> **RECORDS SHOWN**:
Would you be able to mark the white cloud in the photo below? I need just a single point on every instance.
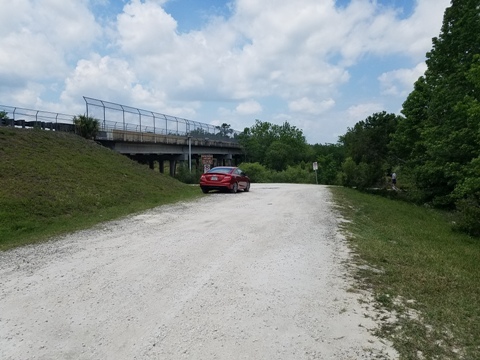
(248, 108)
(362, 111)
(400, 82)
(294, 51)
(311, 107)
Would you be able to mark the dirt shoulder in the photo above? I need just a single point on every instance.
(259, 275)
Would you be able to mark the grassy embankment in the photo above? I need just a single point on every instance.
(52, 183)
(418, 267)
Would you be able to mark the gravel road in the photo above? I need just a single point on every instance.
(258, 275)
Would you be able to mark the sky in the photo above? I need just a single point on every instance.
(320, 65)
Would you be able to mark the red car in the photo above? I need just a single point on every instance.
(225, 178)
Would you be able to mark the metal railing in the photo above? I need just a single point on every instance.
(22, 117)
(119, 119)
(128, 118)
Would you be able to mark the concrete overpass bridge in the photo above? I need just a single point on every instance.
(149, 149)
(144, 136)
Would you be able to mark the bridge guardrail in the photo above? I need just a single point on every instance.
(121, 130)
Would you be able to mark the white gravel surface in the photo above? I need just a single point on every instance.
(258, 275)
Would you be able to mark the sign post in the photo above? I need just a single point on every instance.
(207, 161)
(315, 167)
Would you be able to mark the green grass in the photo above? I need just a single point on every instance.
(52, 183)
(425, 270)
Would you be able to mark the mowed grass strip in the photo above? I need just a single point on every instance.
(52, 183)
(429, 274)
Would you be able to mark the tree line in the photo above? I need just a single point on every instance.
(433, 146)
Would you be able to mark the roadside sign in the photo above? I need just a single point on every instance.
(207, 159)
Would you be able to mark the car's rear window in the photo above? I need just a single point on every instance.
(221, 170)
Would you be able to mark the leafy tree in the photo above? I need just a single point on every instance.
(366, 144)
(439, 136)
(86, 126)
(275, 146)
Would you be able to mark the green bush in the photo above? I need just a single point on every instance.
(468, 216)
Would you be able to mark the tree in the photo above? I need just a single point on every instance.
(86, 126)
(439, 136)
(276, 146)
(366, 144)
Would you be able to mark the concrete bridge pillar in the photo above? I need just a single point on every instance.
(173, 166)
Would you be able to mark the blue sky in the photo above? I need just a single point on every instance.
(321, 65)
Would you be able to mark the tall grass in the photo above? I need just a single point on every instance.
(52, 183)
(425, 269)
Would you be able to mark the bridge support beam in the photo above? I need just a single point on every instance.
(173, 166)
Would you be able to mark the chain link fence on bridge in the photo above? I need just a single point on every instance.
(114, 116)
(28, 118)
(117, 118)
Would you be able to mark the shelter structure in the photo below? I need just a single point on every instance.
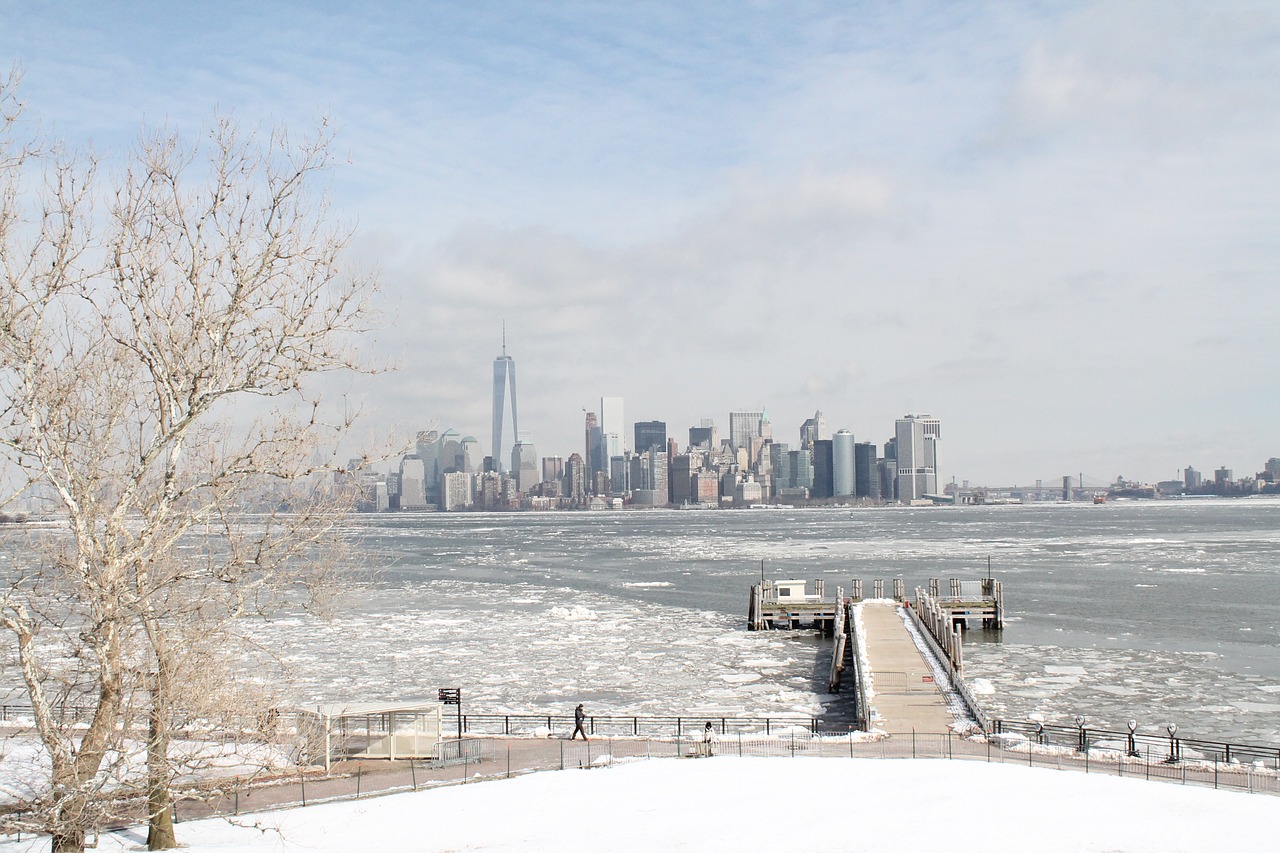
(391, 730)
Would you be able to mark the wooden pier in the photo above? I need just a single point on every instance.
(789, 603)
(903, 678)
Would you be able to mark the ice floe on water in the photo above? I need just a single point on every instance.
(526, 649)
(1114, 685)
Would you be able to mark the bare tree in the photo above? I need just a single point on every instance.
(160, 332)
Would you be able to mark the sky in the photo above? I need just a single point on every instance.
(1054, 226)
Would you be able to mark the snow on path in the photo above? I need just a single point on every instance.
(737, 804)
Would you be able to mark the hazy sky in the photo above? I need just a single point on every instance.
(1055, 226)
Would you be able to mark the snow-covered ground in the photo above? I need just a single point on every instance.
(760, 804)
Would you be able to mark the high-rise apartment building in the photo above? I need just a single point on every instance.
(917, 442)
(865, 471)
(575, 478)
(823, 469)
(524, 465)
(704, 436)
(412, 478)
(429, 451)
(503, 374)
(650, 433)
(612, 427)
(813, 429)
(743, 427)
(842, 464)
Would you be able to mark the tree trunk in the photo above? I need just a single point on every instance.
(71, 840)
(160, 834)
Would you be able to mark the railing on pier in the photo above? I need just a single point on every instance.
(632, 726)
(839, 644)
(954, 674)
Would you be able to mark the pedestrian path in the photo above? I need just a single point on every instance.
(905, 697)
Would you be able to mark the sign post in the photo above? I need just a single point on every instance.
(453, 696)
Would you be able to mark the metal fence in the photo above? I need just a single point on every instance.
(629, 726)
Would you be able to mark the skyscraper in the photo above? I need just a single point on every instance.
(865, 471)
(823, 469)
(650, 433)
(813, 429)
(612, 427)
(524, 464)
(842, 464)
(743, 427)
(917, 437)
(503, 372)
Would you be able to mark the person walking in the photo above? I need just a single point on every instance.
(579, 716)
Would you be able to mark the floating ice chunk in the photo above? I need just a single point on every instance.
(577, 614)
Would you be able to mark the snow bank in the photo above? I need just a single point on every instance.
(748, 804)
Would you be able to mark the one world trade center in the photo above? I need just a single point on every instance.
(503, 373)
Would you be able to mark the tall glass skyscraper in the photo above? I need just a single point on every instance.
(917, 456)
(503, 372)
(842, 464)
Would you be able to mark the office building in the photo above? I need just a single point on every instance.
(823, 469)
(813, 429)
(743, 427)
(917, 445)
(842, 464)
(865, 471)
(612, 427)
(503, 375)
(524, 465)
(456, 488)
(650, 433)
(704, 436)
(575, 478)
(412, 475)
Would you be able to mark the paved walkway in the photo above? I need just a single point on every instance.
(906, 698)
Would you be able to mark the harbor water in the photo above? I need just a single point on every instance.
(1156, 611)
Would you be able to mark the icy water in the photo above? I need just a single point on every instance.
(1159, 611)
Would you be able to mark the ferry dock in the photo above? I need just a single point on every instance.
(906, 664)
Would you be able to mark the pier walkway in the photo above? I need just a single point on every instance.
(905, 697)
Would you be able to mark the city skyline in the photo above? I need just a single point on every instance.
(1051, 224)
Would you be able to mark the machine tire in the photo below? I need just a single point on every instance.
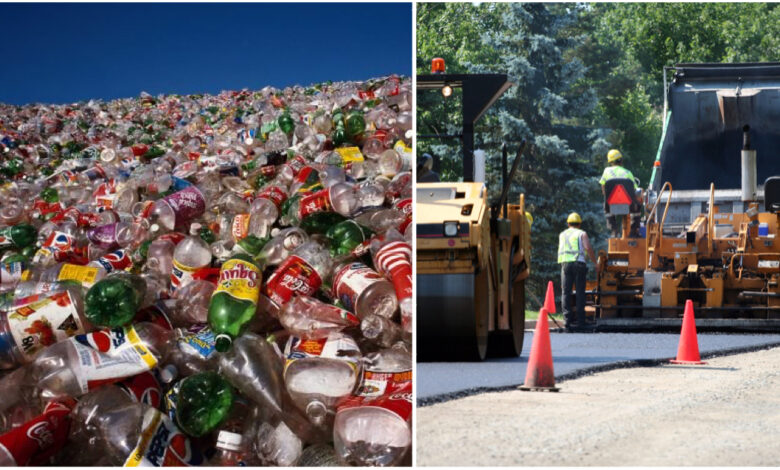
(509, 343)
(453, 328)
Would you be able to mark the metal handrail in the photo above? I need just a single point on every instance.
(711, 219)
(663, 219)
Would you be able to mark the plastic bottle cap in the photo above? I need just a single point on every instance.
(316, 411)
(168, 373)
(223, 343)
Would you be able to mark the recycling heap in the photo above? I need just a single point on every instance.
(208, 279)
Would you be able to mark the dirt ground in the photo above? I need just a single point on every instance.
(724, 413)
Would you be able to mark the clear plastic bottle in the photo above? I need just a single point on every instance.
(117, 431)
(301, 273)
(374, 431)
(364, 291)
(310, 318)
(279, 248)
(317, 377)
(190, 254)
(60, 370)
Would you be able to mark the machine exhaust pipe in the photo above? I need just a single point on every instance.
(749, 176)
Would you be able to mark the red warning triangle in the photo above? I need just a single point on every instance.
(619, 195)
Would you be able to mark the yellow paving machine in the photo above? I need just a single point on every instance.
(472, 257)
(711, 232)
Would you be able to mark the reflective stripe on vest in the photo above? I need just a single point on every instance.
(614, 172)
(569, 245)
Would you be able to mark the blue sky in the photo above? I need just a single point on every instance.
(61, 53)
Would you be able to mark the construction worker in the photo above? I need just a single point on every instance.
(573, 244)
(425, 173)
(615, 170)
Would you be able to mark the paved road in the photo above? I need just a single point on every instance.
(572, 353)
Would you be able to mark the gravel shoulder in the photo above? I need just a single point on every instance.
(724, 413)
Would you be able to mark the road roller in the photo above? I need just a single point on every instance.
(472, 257)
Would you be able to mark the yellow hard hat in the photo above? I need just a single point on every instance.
(614, 155)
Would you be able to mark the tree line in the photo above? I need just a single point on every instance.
(587, 77)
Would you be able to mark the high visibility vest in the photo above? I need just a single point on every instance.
(613, 172)
(569, 245)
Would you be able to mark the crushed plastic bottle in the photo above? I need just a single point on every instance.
(221, 279)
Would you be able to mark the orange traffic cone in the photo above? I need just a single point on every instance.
(549, 299)
(688, 350)
(539, 374)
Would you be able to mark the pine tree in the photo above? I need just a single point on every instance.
(545, 107)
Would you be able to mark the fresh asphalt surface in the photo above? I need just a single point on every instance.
(573, 355)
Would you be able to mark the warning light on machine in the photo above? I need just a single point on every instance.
(437, 65)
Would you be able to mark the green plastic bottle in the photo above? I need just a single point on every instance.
(286, 123)
(18, 236)
(234, 302)
(356, 125)
(114, 300)
(346, 236)
(203, 403)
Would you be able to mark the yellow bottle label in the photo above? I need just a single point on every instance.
(86, 275)
(350, 154)
(240, 279)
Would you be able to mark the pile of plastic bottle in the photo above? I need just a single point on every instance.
(208, 279)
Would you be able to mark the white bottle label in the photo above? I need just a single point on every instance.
(107, 356)
(39, 321)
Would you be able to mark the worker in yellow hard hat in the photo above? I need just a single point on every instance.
(615, 170)
(573, 245)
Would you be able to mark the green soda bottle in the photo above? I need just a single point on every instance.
(286, 123)
(114, 300)
(346, 236)
(17, 236)
(356, 125)
(234, 301)
(203, 403)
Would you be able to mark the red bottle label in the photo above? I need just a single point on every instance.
(394, 261)
(116, 261)
(297, 164)
(40, 438)
(103, 236)
(351, 281)
(398, 401)
(315, 202)
(293, 277)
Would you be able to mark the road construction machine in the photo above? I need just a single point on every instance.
(472, 257)
(712, 209)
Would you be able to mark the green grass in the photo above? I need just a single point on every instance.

> **TO BE DONE**: Only the lines from the one containing "Would you be able to mark the warning" to the end of the data should be printed, exactly as they stand.

> **SOLUTION FOR THIS PROBLEM**:
Would you be able to mark the warning light on machine in the photo above? I need just a single point on every instance.
(437, 65)
Would you be able to mark the green plastic bottle in the photo above? I need just a single point on every instance.
(286, 123)
(18, 236)
(234, 302)
(356, 125)
(114, 300)
(346, 236)
(203, 403)
Would you be able to mark the yellow bottle label in the photo above? I need just a single point on every instance.
(86, 275)
(350, 154)
(240, 279)
Would you be able to mark the pile of plastic bottle in the photo above? I need just a single point on every instance.
(208, 279)
Would you be able to mark the white bottle label in the photo above? I need just a single point on every instance.
(107, 356)
(39, 321)
Would you be able to mark the worker in yellow hard hat in the photo above? I need just a single point on every instance.
(615, 170)
(573, 245)
Would you be able to mark the green soda bottle in the photo above? I need just a single point on every instance.
(286, 123)
(114, 300)
(346, 236)
(17, 236)
(356, 125)
(234, 301)
(203, 403)
Would you be able to mark the red bottle label in the photo above? I need just a single point on every instance.
(394, 261)
(116, 261)
(297, 164)
(40, 438)
(103, 236)
(351, 281)
(398, 401)
(315, 202)
(293, 277)
Would you be able to mark the road construction machine in the photo above? I need just a single point on every instance.
(472, 257)
(712, 209)
Would you be able to mark the green grass in the photo above? I need just a single point on every instance.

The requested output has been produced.